» PROVIDED RECORDS
········

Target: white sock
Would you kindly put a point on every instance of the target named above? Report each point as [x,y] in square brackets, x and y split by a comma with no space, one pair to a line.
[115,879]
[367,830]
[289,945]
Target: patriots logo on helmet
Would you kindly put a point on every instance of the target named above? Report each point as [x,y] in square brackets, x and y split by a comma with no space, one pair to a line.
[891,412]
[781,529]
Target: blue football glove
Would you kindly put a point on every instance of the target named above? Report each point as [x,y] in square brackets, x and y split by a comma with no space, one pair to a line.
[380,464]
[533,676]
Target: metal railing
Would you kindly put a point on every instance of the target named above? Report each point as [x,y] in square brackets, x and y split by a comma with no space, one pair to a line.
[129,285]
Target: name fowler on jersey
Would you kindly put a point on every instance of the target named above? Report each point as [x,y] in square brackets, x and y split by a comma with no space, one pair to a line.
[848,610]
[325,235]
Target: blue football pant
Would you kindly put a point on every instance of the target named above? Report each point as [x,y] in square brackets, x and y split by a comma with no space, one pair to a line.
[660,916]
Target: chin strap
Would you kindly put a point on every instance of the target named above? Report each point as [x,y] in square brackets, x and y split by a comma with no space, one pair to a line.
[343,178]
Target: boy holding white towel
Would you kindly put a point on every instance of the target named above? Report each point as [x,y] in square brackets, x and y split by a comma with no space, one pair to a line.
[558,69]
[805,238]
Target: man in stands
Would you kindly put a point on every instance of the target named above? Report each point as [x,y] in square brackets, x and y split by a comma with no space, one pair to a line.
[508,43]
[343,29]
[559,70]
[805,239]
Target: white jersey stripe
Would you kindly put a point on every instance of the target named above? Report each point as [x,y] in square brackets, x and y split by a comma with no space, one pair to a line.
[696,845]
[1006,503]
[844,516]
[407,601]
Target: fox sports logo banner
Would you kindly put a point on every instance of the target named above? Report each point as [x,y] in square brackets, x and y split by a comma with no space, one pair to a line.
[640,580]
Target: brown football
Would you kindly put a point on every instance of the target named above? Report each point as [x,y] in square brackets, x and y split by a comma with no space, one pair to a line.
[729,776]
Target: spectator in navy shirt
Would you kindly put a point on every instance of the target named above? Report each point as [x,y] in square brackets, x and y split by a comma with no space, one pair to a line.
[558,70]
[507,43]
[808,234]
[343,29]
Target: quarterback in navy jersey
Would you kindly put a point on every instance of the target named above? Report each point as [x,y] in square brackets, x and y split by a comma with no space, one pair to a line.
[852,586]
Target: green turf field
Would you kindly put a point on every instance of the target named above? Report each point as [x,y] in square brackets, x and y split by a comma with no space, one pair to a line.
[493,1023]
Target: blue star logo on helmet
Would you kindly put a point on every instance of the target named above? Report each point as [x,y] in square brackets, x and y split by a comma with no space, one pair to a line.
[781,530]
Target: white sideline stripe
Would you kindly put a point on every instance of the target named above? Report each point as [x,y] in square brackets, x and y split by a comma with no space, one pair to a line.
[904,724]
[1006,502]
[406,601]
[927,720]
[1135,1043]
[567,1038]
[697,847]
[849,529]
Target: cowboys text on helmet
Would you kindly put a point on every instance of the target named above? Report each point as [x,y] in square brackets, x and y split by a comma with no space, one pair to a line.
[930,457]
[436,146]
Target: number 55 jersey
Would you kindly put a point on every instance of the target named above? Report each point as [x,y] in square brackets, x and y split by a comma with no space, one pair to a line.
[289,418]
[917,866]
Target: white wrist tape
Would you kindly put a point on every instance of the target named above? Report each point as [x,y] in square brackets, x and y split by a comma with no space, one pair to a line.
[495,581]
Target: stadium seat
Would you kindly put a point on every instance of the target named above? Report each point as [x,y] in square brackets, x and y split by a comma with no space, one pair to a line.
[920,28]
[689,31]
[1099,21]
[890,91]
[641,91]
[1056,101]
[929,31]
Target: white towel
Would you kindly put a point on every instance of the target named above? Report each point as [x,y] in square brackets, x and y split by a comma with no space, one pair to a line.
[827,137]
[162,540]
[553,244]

········

» AIM OF THE EXERCISE
Give back exactly the material above from its opening line to the line bearing "Target: blue football glove".

» ANSWER TO THE PROBLEM
Target: white sock
Would you kindly put a point on every instance of the target named above? Report each point as [x,y] in square brackets, x and y split by a comma with no space, one pair to a line.
[115,879]
[367,830]
[289,945]
Target: patriots logo on helmet
Would you kindly put a point on every instance of the target named above? Report each point as [x,y] in square brackets, x and y split by a comma with no space, one pair to a line.
[891,412]
[781,529]
Target: blue football glove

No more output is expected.